● What the exercise asks
If a line in the records below contains the word "each", copy it.

● Data under study
┌──

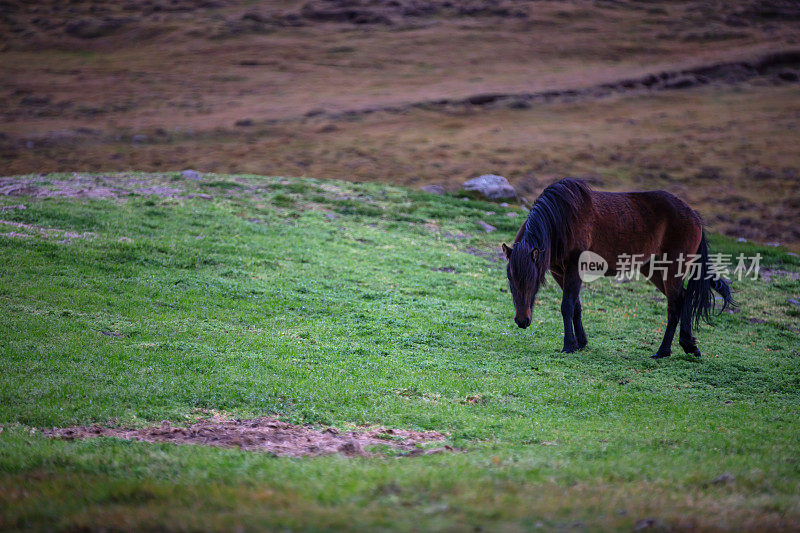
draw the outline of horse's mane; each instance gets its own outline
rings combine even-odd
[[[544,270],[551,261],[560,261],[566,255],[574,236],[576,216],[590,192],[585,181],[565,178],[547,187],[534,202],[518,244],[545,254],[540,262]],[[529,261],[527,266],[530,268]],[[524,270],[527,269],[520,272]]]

└──
┌──

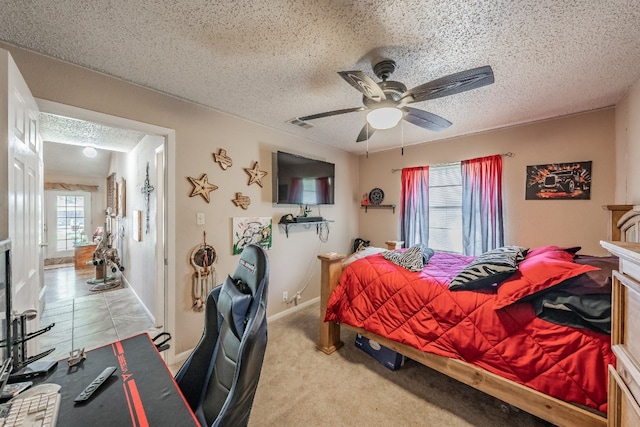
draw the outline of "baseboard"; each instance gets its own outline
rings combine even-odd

└──

● Reply to the task
draw the outline of horse's mane; each instance gets its own outline
draw the outline of "baseboard"; each instance gets its own outline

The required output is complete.